What the exercise asks: Convert every line of the records below into a JSON list of strings, one string per line, skipping any blank lines.

##### Records shown

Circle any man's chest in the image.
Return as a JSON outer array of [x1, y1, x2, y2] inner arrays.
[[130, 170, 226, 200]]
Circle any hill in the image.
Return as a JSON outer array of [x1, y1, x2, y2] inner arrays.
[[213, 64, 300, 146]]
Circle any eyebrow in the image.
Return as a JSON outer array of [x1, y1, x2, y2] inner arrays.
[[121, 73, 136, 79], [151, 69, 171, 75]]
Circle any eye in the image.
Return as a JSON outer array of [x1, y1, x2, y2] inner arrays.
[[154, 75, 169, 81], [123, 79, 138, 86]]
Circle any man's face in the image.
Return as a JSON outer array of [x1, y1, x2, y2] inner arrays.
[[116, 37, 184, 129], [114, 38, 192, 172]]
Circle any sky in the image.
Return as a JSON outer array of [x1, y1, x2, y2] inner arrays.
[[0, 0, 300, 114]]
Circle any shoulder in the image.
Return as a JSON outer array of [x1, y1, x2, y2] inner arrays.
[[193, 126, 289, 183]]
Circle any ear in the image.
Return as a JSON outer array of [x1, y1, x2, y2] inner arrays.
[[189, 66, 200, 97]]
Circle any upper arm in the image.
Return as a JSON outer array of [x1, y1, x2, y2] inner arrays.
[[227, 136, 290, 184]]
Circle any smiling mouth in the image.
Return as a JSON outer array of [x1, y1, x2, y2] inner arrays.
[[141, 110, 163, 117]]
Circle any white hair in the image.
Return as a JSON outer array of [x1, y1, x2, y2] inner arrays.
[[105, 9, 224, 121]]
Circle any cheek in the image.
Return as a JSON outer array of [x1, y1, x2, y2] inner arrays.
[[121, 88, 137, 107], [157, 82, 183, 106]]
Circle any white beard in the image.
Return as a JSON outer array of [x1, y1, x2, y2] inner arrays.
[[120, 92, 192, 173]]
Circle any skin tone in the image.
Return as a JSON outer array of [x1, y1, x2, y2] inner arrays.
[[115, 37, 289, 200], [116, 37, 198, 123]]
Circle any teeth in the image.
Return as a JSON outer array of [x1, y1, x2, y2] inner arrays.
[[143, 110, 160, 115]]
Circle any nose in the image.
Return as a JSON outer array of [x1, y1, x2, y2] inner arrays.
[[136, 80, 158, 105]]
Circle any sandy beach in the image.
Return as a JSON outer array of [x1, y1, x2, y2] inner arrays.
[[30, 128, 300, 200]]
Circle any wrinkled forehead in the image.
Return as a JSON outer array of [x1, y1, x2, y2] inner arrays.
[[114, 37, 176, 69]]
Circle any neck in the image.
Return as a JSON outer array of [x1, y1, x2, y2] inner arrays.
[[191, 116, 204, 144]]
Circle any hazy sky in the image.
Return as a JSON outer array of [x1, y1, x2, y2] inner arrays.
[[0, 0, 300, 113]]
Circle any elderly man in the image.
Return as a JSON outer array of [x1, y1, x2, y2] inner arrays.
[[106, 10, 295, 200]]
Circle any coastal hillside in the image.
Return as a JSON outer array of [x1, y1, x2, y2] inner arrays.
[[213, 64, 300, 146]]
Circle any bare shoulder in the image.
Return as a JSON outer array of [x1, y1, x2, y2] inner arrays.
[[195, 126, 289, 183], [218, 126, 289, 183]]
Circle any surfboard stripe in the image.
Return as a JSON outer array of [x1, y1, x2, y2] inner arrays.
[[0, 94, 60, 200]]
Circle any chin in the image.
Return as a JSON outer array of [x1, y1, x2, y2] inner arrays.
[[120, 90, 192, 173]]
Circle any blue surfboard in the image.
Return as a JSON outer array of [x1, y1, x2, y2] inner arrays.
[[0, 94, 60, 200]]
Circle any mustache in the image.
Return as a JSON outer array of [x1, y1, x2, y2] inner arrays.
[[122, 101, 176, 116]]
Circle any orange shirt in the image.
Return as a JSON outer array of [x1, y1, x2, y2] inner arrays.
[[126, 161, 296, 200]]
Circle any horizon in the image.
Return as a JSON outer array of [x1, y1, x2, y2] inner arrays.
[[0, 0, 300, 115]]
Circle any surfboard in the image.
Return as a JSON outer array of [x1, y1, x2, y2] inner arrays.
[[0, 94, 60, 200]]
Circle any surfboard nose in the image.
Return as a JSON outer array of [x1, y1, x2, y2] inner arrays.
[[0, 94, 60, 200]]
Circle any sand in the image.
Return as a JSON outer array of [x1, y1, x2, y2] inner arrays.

##########

Result below:
[
  "Circle any man's chest in the image.",
  "Return as a JSON outer array of [x1, y1, x2, y2] inner arrays.",
  "[[130, 170, 226, 200]]",
  "Circle any hill in the image.",
  "Return as a JSON outer array of [x1, y1, x2, y2] inner arrays.",
  "[[213, 64, 300, 146]]",
  "Circle any eyebrow in the image.",
  "Return as a JSON outer array of [x1, y1, x2, y2] inner arrays.",
  "[[121, 73, 136, 79], [151, 69, 171, 75]]",
  "Circle any eye in the image.",
  "Return as a JSON outer array of [x1, y1, x2, y2] inner arrays.",
  "[[154, 75, 169, 81], [123, 79, 138, 86]]",
  "Circle any man's face in the image.",
  "Return as a JSON outer array of [x1, y1, x2, y2] inner arrays.",
  "[[116, 37, 184, 129], [114, 38, 192, 172]]",
  "Circle any sky in the image.",
  "Return as a JSON outer array of [x1, y1, x2, y2] inner arrays.",
  "[[0, 0, 300, 114]]",
  "Circle any shoulder in the image.",
  "Return as a JSON outer array of [x1, y1, x2, y2] inner arrays.",
  "[[193, 126, 289, 183]]",
  "Circle any ear in the image.",
  "Return as a JSON outer array of [x1, y1, x2, y2] inner arrays.",
  "[[189, 66, 200, 97]]",
  "Circle any upper arm in the image.",
  "Return as a JSON outer array of [x1, y1, x2, y2] inner arrays.",
  "[[227, 136, 290, 184]]",
  "Circle any smiling mouth in the image.",
  "Return as a JSON outer array of [x1, y1, x2, y2] inner arrays.",
  "[[141, 110, 163, 117]]",
  "Circle any white hair in the image.",
  "Return as a JSON outer array of [x1, y1, x2, y2] inner arrays.",
  "[[105, 9, 224, 121]]",
  "Circle any cheek in the image.",
  "Return as a JSON outer array of [x1, y1, x2, y2] inner arrays.",
  "[[121, 88, 137, 107], [157, 82, 183, 106]]",
  "Circle any white beard in the image.",
  "Return as a JSON outer array of [x1, y1, x2, y2] inner arrays.",
  "[[120, 92, 192, 173]]",
  "Circle any skin tone in the image.",
  "Return as a JSON outer array of [x1, y1, x2, y2] inner arrays.",
  "[[115, 37, 289, 200], [116, 37, 198, 123]]",
  "Circle any teeth in the image.",
  "Return as a JSON outer array of [x1, y1, x2, y2] inner arrays.",
  "[[143, 110, 160, 115]]",
  "Circle any nose in the image.",
  "Return as a JSON outer array of [x1, y1, x2, y2] inner arrays.",
  "[[136, 80, 158, 105]]",
  "Circle any sandy beach in the image.",
  "Return as a JSON outer array of [x1, y1, x2, y2] inner arrays.",
  "[[30, 128, 300, 200]]",
  "Circle any wrinkled forehead in the image.",
  "Return as a JSON outer array of [x1, y1, x2, y2] inner arrays.",
  "[[114, 37, 176, 69]]",
  "Circle any neck in the image.",
  "Return as a JSON outer array of [x1, y1, x2, y2] inner arrays.",
  "[[191, 116, 204, 144]]",
  "Circle any hazy sky in the image.",
  "Return as a JSON outer array of [x1, y1, x2, y2] inner arrays.",
  "[[0, 0, 300, 113]]",
  "Circle any elderly man in the image.",
  "Return as a JSON outer array of [x1, y1, x2, y2] inner arrays.",
  "[[106, 10, 295, 200]]",
  "Circle any coastal hillside in the image.",
  "Return as a JSON outer array of [x1, y1, x2, y2] inner arrays.",
  "[[213, 64, 300, 146]]",
  "Circle any bare shoulder in the image.",
  "Return as a JSON outer array of [x1, y1, x2, y2] inner arrays.",
  "[[195, 126, 289, 183], [218, 126, 289, 183]]",
  "Circle any surfboard stripe in the image.",
  "Return as a JSON outer array of [x1, y1, x2, y2] inner arrays.",
  "[[0, 94, 60, 200]]",
  "Circle any chin in the image.",
  "Return as a JSON outer array of [x1, y1, x2, y2] inner arrays.",
  "[[120, 90, 192, 173]]",
  "Circle any blue surfboard in the image.",
  "Return as a JSON outer array of [x1, y1, x2, y2] inner arrays.",
  "[[0, 94, 60, 200]]",
  "Circle any mustache in the image.",
  "Return as a JSON outer array of [x1, y1, x2, y2] inner arrays.",
  "[[122, 101, 176, 116]]",
  "Circle any orange shirt in the image.",
  "Return as a JSON outer array of [x1, y1, x2, y2] inner arrays.",
  "[[126, 161, 296, 200]]",
  "Circle any horizon in the image.",
  "Return as a JSON outer array of [x1, y1, x2, y2] inner arrays.",
  "[[0, 0, 300, 115]]",
  "Circle any surfboard in the image.",
  "Return as a JSON outer array of [x1, y1, x2, y2] inner arrays.",
  "[[0, 94, 60, 200]]",
  "Circle any surfboard nose in the image.",
  "Return as a JSON outer array of [x1, y1, x2, y2] inner arrays.",
  "[[0, 94, 60, 200]]",
  "Circle any sand in the image.",
  "Return as a JSON outer array of [x1, y1, x2, y2] inner arrays."
]